### EXERCISE INPUT

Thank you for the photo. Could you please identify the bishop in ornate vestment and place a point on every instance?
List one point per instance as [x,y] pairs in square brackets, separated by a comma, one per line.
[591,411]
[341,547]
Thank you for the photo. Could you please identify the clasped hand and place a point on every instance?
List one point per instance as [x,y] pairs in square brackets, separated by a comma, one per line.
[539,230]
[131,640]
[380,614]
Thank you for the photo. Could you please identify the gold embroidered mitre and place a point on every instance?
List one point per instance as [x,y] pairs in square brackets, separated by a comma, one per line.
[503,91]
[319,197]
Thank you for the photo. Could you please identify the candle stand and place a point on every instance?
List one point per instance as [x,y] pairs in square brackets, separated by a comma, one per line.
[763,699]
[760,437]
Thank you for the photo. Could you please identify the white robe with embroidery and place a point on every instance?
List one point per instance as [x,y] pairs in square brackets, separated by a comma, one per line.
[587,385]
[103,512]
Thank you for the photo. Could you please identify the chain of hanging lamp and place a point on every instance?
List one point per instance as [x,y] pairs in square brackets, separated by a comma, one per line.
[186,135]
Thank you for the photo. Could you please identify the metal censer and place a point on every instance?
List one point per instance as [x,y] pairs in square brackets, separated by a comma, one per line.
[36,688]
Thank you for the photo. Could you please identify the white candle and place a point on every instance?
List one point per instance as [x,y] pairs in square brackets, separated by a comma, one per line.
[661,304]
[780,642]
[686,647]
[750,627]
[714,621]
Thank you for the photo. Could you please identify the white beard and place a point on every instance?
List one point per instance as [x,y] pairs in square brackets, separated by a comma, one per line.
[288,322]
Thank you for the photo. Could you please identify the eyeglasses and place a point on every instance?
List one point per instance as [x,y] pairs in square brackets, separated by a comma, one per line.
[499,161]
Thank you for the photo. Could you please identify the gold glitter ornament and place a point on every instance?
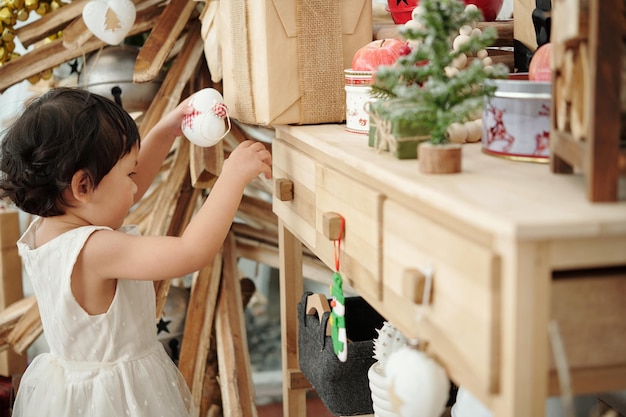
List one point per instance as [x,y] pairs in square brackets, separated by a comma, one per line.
[31,4]
[43,8]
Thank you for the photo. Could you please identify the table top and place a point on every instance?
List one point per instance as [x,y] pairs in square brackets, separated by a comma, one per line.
[503,197]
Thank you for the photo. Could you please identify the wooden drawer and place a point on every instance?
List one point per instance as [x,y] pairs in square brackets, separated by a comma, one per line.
[462,322]
[320,191]
[295,169]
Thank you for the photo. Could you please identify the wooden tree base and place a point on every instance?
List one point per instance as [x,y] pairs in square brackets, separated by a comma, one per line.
[439,159]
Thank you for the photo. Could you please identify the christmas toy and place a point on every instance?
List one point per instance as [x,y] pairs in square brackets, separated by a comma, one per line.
[204,125]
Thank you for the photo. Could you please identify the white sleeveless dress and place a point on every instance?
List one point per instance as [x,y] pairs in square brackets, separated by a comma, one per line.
[106,365]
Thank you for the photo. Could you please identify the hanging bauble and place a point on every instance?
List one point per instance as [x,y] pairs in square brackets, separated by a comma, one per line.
[110,20]
[418,385]
[204,125]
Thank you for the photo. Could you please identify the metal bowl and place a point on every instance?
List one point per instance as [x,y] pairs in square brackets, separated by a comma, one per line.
[110,74]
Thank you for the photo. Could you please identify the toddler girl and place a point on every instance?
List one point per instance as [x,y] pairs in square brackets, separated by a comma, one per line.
[74,159]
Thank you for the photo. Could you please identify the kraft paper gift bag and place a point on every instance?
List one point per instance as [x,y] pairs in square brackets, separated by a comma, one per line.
[283,60]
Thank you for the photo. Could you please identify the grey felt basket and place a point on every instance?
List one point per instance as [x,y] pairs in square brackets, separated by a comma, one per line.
[342,386]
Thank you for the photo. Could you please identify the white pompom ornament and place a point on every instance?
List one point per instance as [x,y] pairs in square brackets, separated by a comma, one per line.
[205,125]
[418,386]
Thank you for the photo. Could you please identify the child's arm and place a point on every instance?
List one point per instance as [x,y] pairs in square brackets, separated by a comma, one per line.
[156,145]
[110,254]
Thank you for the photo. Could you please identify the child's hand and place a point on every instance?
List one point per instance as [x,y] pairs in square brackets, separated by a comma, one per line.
[248,160]
[172,121]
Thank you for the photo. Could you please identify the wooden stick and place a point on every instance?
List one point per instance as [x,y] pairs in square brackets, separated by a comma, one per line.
[12,314]
[161,39]
[233,356]
[26,330]
[199,328]
[168,96]
[50,23]
[51,54]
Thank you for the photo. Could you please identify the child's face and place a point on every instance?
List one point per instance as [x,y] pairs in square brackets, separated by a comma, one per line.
[115,194]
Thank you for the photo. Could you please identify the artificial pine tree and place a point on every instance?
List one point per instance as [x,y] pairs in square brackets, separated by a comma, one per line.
[435,85]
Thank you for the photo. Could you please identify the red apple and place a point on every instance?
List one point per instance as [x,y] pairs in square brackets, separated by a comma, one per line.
[378,52]
[539,68]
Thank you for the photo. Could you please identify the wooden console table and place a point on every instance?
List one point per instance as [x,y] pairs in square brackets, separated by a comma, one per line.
[512,246]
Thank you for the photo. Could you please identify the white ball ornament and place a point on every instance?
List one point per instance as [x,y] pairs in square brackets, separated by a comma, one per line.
[451,71]
[474,130]
[204,125]
[460,61]
[465,30]
[457,133]
[418,386]
[417,12]
[460,40]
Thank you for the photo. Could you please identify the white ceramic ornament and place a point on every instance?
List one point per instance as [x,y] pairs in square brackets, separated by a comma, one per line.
[109,20]
[418,386]
[205,125]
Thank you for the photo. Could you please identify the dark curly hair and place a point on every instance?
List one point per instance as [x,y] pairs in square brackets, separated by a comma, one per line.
[63,131]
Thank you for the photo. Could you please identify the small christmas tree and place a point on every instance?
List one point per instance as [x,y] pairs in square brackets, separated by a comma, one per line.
[436,85]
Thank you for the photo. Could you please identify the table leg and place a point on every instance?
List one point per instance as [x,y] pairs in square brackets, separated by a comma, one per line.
[526,285]
[291,287]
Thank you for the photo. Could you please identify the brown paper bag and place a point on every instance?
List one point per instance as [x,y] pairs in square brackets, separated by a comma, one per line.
[283,60]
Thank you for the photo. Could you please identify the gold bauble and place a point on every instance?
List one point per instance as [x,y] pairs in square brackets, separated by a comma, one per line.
[31,4]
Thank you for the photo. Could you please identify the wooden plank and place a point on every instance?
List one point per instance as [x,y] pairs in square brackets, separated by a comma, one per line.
[232,344]
[602,173]
[51,54]
[161,39]
[291,286]
[195,347]
[10,282]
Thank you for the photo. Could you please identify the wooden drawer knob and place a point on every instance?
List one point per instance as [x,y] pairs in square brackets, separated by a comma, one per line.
[331,225]
[283,189]
[414,286]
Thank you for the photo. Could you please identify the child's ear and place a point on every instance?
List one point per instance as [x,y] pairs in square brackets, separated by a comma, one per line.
[81,186]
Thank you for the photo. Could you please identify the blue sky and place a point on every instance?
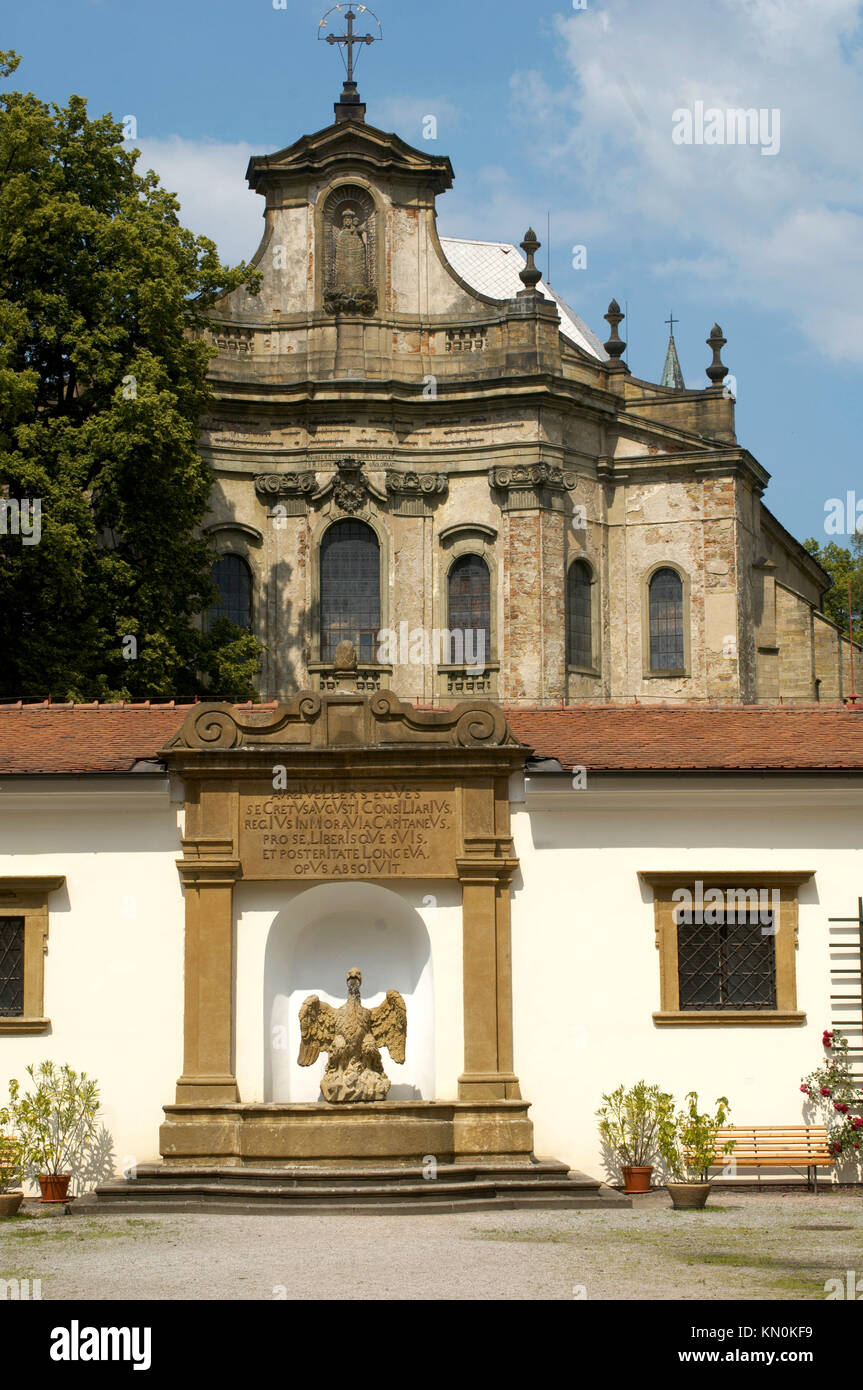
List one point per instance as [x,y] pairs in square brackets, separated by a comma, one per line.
[548,109]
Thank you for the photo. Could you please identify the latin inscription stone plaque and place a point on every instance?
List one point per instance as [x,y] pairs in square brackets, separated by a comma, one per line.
[338,834]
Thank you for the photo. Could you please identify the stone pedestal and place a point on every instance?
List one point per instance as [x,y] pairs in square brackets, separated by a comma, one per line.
[348,1136]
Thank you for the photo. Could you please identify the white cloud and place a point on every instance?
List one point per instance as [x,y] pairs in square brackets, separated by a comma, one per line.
[783,231]
[209,181]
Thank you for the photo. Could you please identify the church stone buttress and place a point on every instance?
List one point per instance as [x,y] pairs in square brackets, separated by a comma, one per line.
[396,451]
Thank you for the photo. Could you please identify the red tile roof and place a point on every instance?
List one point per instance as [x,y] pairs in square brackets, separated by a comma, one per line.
[631,737]
[84,738]
[113,738]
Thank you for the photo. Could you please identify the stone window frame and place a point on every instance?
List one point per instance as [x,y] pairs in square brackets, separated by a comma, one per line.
[595,667]
[373,521]
[28,898]
[785,943]
[236,538]
[471,538]
[685,670]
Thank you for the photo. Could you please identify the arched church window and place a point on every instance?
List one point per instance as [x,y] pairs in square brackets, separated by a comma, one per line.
[350,590]
[666,605]
[470,606]
[580,616]
[232,578]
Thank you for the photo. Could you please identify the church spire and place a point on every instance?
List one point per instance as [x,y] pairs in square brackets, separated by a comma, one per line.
[671,374]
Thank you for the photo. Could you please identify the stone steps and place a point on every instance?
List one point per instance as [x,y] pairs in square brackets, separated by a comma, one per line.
[385,1190]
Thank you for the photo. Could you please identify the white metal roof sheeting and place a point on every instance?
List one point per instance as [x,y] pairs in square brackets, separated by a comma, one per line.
[492,268]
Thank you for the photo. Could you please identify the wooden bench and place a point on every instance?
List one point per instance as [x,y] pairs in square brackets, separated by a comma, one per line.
[776,1146]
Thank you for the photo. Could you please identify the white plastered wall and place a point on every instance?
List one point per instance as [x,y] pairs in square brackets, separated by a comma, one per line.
[114,963]
[585,965]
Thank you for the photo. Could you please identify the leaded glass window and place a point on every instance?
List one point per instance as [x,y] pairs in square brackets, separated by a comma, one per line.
[470,608]
[11,966]
[580,624]
[728,965]
[350,590]
[232,578]
[667,651]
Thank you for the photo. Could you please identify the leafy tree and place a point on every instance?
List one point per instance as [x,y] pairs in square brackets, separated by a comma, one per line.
[842,565]
[103,378]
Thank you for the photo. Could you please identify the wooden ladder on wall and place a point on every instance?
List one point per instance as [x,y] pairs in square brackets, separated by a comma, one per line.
[847,984]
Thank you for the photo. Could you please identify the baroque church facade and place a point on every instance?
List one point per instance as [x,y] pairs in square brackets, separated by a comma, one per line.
[413,437]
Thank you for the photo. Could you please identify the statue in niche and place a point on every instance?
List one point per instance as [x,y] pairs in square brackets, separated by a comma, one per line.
[350,241]
[353,1037]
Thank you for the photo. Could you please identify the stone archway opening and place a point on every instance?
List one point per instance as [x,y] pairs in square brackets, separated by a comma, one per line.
[321,934]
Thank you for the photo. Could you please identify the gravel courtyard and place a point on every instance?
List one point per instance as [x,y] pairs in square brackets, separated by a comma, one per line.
[744,1246]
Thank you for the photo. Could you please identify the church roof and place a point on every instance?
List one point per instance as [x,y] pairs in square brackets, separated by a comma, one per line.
[492,268]
[656,737]
[57,740]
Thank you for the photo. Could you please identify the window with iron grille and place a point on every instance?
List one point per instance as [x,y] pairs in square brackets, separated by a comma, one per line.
[11,966]
[667,651]
[730,965]
[232,578]
[580,635]
[350,590]
[470,606]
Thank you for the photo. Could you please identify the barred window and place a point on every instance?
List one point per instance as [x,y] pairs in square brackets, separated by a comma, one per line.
[730,963]
[667,652]
[232,578]
[350,590]
[11,966]
[470,606]
[580,626]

######

DIRECTIONS -
What do the lines above say from the one containing "opening and place a point on every instance?" down to the one containing "Thank you for the photo. Could you please identify the barred"? Return them exactly, both end lines included, and only them.

OUTPUT FOR THIS EXERCISE -
Thank you for the photo. Could you please identify the stone archway opening and place a point on every instance?
List one point per instance as [x,y] pairs in square brackets, separated by a comma, one per line.
[321,934]
Thank you for the photo. Could you please identify the gravel courtyard and place a point on every instance?
List one point per instance as [x,y] pairs in square brackets, separated by a comma, one per line.
[744,1246]
Thank you for the photo. Could you please identify the church roof and place a point on every instance?
List one point per instance as [x,y] pairs in square brackets, separated by a comma, one per line.
[492,268]
[656,737]
[57,740]
Thank you for the photo. Could you please identify the window with iron grille and place a point on every instance?
List one point per instance as [x,y] pairs in square brackets, separated by a comma, one per line.
[11,966]
[667,651]
[730,965]
[232,578]
[580,635]
[350,590]
[470,606]
Thank you for the photo. Could you please identify the barred window and place a point on every instance?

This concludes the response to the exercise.